Hilirisasi Lada Putih Inovatif: Jalan Bangka Belitung Menuju Keunggulan Kompetitif

Penulis: Annisa Latifatin Nabila Zahra
Mahasiswa Magister Manajemen Universitas Bangka Belitung

Bangka Belitung, Growmedia,indo,com-

Provinsi Kepulauan Bangka Belitung merupakan salah satu daerah di Indonesia yang dikenal sebagai daerah penghasil timah, namun yang terjadi secara perlahan sektor tersebut mulai mengalami penurunan produktivitas serta adanya tekanan lingkungan terhadap sekitar yang cukup besar.

Berdasarkan data BPS (2025) nilai ekspor timah di Provinsi Kepualauan Bangka Belitung pada Bulan Oktober 2025 mengalami penurunan jika dibandingkan dengan bulan Oktober 2024. Hal tersebut ditunjukkan dengan nilai ekspor pada Oktober 2025 sebesar US$ 113,78 juta yang mengalami penurunan sebesar 43,47 persen dibanding Oktober 2024. Terjadinya penurunan nilai ekspor tersebut tidak hanya berdampak pada pendapatan daerah tetapi juga akan berdampak pada pendapatan negara.

Selain dari aspek tersebut, adanya kegiatan penambangan timah yang dilakukan secara ilegal juga akan berdampak pada lingkungan sekitar. Penambangan timah ilegal yang dilakukan akan menyebabkan kerusakan lingkungan dan juga mengancam keberlangsungan hidup hewan sekitar.

________________________

§ SOAL LATIHAN 1:
Menurut teks tentang Bangka Belitung, berapa nilai ekspor timah provinsi itu pada Oktober 2025?
§ SOAL LATIHAN 2:
Tuliskan dari teks tentang Bangka Belitung seluruh bagian mulai dari "Provinsi Kepulauan Bangka" hingga "pada pendapatan negara.".

§ ENTRI YANG DITAMPILKAN:
________________________

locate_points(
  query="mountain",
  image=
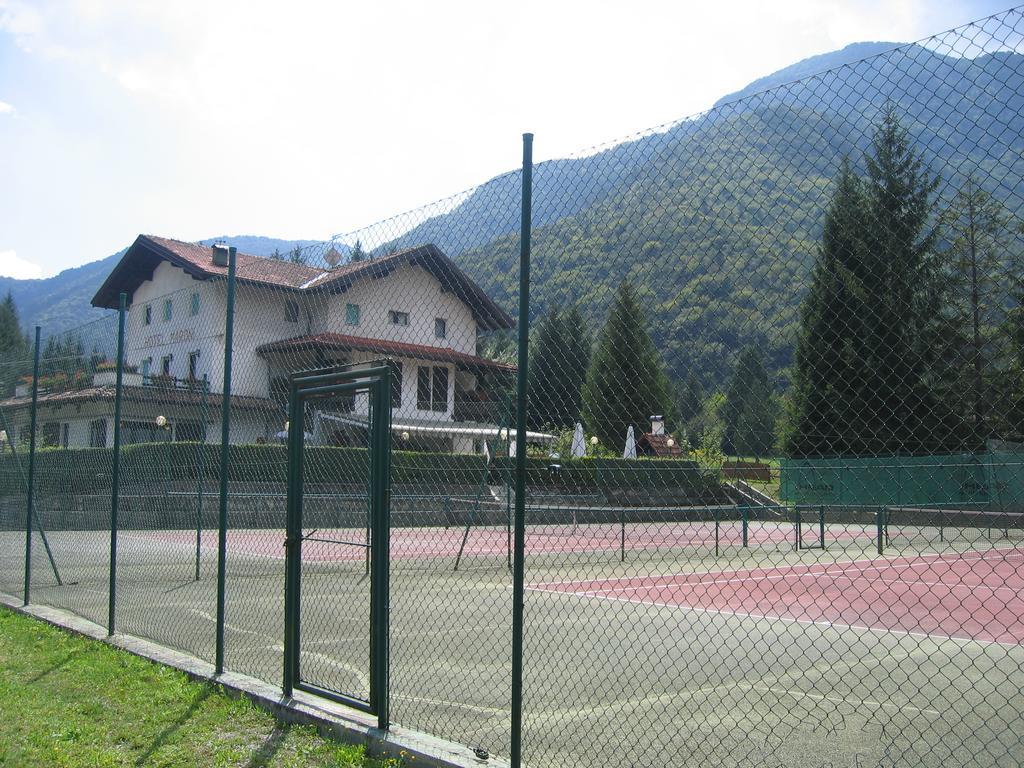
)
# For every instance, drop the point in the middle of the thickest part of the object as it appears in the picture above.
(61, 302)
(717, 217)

________________________

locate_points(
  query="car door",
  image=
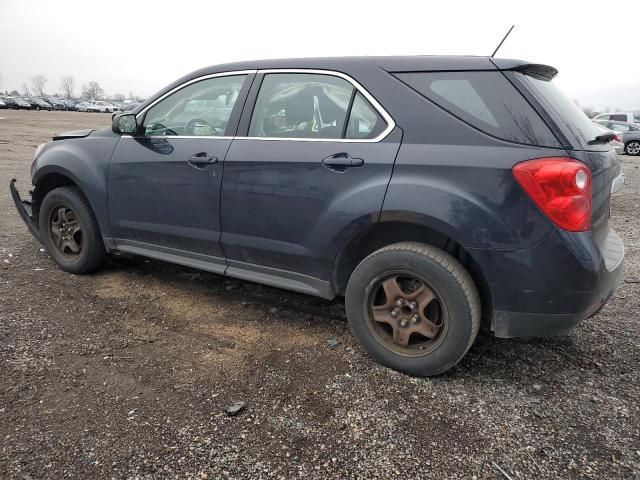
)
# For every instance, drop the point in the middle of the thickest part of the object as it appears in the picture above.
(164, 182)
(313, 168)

________________________

§ JAWABAN SOAL 1:
US$ 113,78 juta

§ JAWABAN SOAL 2:
Provinsi Kepulauan Bangka Belitung merupakan salah satu daerah di Indonesia yang dikenal sebagai daerah penghasil timah, namun yang terjadi secara perlahan sektor tersebut mulai mengalami penurunan produktivitas serta adanya tekanan lingkungan terhadap sekitar yang cukup besar.

Berdasarkan data BPS (2025) nilai ekspor timah di Provinsi Kepualauan Bangka Belitung pada Bulan Oktober 2025 mengalami penurunan jika dibandingkan dengan bulan Oktober 2024. Hal tersebut ditunjukkan dengan nilai ekspor pada Oktober 2025 sebesar US$ 113,78 juta yang mengalami penurunan sebesar 43,47 persen dibanding Oktober 2024. Terjadinya penurunan nilai ekspor tersebut tidak hanya berdampak pada pendapatan daerah tetapi juga akan berdampak pada pendapatan negara.